### Partes del ejercicio
• 1. Enumera todos los adjetivos con los que, según el texto de origen, los propietarios del edificio Prado Alto califican el comportamiento de Manuel Liendo Rázuri.
• 2. Reescala los registros desde la línea que contiene "For the audit, pick out each instance of the dark" hasta el final de los registros, ambos extremos incluidos, y reprodúcelos con todas sus líneas, también las de instrucciones. Multiplica por 1,85 cada coordenada de las respuestas y redondea a números enteros, con las mitades hacia arriba.

### Texto de origen

▬▬▬▬▬▬▬▬▬▬

Todos, absolutamente todos en esta ciudad nos hemos cruzado más de una vez con un energúmeno de la calaña de Manuel Liendo Rázuri, este ser que desde su actitud para con el entorno encarna todo lo más despreciable de la sociedad. Peor aún, lejos de retractarse u ofrecer disculpas, esta semana ha aparecido en una serie de medios de comunicación justificando su accionar. Acto seguido los propietarios del edificio Prado Alto, en Magdalena, han aprovechado la oportunidad para denunciar al mismo personaje de tener un comportamiento agresivo, violento y prepotente con los vecinos, lo cual tiene poco menos que aterrados a los trabajadores y residentes del predio. Es decir, este tipo es un peligro público y no hay quién nos defienda de él.

▬▬▬▬▬▬▬▬▬▬

### Extractos de datos

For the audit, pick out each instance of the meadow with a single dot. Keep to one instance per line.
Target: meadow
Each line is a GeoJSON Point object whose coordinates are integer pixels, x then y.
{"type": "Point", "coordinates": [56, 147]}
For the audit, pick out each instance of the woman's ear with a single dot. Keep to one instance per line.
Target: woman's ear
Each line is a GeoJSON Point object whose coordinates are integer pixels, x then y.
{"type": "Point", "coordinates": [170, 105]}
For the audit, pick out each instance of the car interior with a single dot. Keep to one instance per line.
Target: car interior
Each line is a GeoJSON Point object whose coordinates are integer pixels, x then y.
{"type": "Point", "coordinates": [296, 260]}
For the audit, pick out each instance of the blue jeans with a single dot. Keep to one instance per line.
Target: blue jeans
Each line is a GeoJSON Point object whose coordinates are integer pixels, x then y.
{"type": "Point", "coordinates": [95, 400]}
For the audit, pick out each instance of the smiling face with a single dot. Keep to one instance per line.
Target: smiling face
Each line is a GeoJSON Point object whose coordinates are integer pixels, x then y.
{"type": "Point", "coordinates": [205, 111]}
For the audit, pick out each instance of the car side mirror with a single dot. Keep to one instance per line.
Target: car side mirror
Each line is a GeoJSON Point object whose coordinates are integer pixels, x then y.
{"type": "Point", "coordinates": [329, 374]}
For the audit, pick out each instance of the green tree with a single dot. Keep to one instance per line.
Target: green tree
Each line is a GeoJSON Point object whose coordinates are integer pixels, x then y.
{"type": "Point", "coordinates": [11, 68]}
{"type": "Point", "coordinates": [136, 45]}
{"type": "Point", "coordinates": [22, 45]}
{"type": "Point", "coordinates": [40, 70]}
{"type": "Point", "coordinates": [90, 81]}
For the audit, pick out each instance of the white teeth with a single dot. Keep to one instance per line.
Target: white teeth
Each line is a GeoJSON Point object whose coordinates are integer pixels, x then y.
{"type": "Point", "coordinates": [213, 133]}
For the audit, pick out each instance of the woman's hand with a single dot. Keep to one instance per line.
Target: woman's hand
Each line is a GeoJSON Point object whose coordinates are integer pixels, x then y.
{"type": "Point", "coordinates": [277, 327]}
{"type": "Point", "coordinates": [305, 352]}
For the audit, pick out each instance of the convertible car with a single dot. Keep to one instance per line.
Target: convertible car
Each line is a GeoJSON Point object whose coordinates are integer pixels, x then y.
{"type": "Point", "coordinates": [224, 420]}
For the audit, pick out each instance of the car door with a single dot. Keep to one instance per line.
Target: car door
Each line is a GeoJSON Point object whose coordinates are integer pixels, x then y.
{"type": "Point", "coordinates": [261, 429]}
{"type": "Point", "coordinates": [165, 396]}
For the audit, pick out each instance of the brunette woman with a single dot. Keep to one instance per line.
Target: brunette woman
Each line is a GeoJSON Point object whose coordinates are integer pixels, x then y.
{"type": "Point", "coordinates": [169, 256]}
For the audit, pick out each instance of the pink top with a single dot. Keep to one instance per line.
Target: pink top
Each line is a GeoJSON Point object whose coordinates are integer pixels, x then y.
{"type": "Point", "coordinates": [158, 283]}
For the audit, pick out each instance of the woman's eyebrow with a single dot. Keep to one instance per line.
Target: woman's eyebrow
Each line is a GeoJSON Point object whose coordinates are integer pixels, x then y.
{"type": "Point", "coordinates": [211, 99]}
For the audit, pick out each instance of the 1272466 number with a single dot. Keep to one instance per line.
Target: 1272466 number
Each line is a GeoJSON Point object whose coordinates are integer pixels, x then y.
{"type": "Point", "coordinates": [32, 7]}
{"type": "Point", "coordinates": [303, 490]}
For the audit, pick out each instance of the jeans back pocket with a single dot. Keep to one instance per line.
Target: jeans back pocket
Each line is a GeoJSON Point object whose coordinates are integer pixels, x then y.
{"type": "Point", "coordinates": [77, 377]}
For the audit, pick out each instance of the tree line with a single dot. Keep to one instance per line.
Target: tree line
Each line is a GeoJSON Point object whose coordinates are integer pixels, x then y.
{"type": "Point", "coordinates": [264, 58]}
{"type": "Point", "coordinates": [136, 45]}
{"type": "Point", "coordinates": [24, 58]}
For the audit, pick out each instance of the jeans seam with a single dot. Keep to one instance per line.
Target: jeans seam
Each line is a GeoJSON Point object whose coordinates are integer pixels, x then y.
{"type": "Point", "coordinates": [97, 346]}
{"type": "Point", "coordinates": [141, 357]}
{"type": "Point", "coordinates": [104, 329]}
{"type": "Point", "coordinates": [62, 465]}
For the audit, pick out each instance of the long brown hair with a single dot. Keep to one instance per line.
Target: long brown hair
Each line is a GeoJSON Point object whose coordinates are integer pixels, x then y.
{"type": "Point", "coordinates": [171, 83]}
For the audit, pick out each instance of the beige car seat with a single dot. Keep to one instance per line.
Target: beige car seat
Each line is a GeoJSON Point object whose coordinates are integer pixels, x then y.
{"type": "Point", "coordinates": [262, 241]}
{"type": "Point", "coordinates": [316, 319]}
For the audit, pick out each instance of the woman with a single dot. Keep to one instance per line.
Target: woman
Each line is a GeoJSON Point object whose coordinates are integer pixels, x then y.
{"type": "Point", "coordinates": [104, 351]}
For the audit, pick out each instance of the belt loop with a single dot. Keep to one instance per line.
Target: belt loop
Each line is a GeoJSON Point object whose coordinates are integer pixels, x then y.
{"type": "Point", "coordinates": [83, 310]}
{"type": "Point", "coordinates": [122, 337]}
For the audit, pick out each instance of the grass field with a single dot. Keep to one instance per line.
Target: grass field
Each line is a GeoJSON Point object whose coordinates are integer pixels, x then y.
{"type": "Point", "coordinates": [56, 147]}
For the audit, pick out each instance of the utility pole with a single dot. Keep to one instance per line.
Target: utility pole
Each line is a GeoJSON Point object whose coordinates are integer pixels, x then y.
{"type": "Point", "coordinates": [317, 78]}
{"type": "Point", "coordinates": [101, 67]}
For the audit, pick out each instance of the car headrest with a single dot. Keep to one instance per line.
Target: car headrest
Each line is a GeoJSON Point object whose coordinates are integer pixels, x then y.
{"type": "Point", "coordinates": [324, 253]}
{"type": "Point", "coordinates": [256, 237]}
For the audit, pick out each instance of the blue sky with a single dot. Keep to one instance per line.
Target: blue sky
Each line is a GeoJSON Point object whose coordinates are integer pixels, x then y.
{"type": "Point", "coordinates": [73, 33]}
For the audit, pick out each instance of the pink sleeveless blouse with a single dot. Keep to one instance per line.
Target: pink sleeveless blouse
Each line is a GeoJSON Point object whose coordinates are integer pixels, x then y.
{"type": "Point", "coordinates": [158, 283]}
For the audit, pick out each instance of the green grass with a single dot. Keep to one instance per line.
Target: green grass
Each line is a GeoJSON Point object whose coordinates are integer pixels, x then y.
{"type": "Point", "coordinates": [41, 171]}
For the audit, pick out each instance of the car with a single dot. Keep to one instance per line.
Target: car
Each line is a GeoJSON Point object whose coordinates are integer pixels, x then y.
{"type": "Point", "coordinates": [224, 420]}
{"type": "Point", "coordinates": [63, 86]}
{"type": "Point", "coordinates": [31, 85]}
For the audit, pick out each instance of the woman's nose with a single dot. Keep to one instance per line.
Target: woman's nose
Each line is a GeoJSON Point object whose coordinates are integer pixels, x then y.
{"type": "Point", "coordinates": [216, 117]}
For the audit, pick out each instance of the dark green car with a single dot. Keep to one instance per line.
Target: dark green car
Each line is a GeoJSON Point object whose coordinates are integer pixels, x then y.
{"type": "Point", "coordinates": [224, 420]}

▬▬▬▬▬▬▬▬▬▬

### Resultados por tarea
• 1. agresivo, violento, prepotente

• 2.
For the audit, pick out each instance of the dark green car with a single dot. Keep to one instance per line.
Target: dark green car
Each line is a GeoJSON Point object whose coordinates are integer pixels, x then y.
{"type": "Point", "coordinates": [414, 777]}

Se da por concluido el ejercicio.